> Activity A: According to the housing market article, by what percent did sales of already-built homes fall in July?
> Activity B: Set down everything in the housing market article from "But inflation in" down to "inflation is unclear.", keeping every word and mark unchanged.

> Supplied text:
====================

Home sales are down, mortgage rates are up, and the dregs of inflation are collecting disproportionately in the housing market.
Sales of already-built homes fell 2.2 percent in July, dropping 16.6 percent from where they were a year ago, the National Association of Realtors reported Tuesday.
The total for July clocked in at a seasonally adjusted 4.07 million existing homes. Home sales have been falling roughly since they bounced back in fall 2020, when the recovery from pandemic shutdowns took off.
The housing market is caught between a rock and a hard place, with a physical shortage of units dogging renters and first-time home buyers while the Federal Reserve has been cranking interest rates, leading to soaring mortgage prices.
The 30-year fixed-rate mortgage, which is the nation’s most popular, is now at the highest level in more than 20 years at 7.09 percent, according to data from government mortgage backer Freddie Mac, published last week.
“The economy continues to do better than expected and the 10-year Treasury yield has moved up, causing mortgage rates to climb,” the agency said in a statement.
Mortgage rates and housing costs are particularly responsive to rate hikes by the Fed. They have moved virtually in tandem with each other throughout the recovery from the pandemic.
But inflation in the housing sector is virtually all the inflation that remains in the economy, so the logic that further interest rate hikes by the Federal Reserve are needed in response to inflation is unclear.
“The index for shelter was by far the largest contributor to the monthly all items increase, accounting for over 90 percent of the increase, with the index for motor vehicle insurance also contributing,” the Bureau of Labor Statistics reported for July.
Markets are currently not predicting another rate hike at the Fed’s next meeting in September.
An interest rate prediction algorithm assembled by financial company CME put the odds of the Fed holding steady at 85 percent, as of Tuesday afternoon.

====================

> Provided data:
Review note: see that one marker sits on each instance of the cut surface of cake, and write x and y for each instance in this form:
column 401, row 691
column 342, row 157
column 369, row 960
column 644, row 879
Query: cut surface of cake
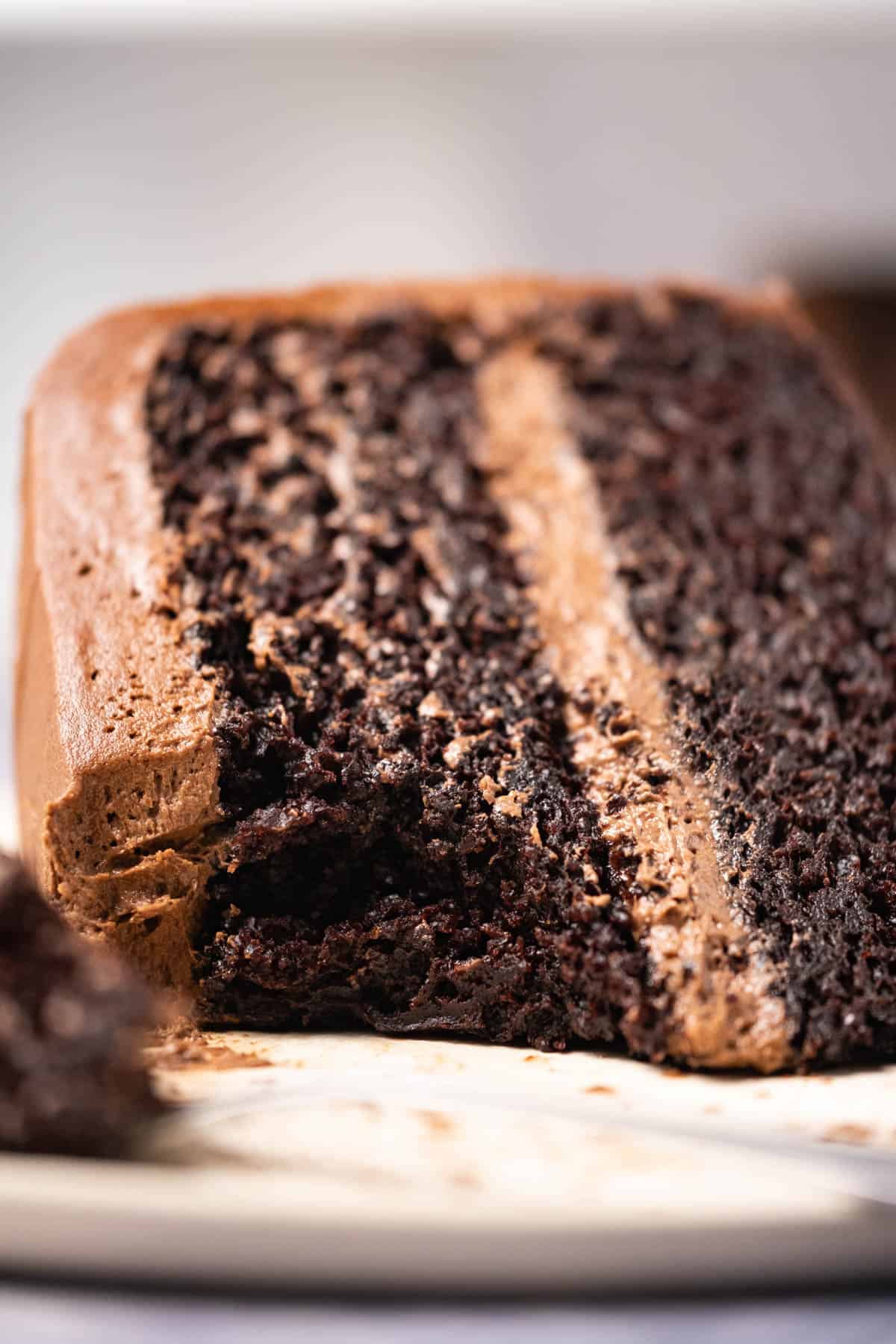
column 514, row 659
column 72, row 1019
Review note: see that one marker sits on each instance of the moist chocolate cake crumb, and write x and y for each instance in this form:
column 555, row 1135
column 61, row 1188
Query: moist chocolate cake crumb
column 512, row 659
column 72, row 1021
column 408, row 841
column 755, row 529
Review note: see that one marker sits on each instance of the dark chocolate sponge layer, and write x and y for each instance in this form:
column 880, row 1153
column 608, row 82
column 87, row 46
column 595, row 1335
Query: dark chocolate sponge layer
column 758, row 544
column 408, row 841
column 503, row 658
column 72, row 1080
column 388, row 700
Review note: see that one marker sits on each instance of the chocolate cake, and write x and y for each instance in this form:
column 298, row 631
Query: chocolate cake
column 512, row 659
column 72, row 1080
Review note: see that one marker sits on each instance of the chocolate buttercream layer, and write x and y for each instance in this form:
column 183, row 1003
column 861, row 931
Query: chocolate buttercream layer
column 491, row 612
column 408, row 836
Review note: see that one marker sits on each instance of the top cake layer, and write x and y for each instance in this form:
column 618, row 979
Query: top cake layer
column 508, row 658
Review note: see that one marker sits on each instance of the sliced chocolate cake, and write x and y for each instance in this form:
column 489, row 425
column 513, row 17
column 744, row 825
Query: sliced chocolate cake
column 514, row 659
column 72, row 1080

====================

> Exercise response A: 2.2 percent

> Exercise response B:
But inflation in the housing sector is virtually all the inflation that remains in the economy, so the logic that further interest rate hikes by the Federal Reserve are needed in response to inflation is unclear.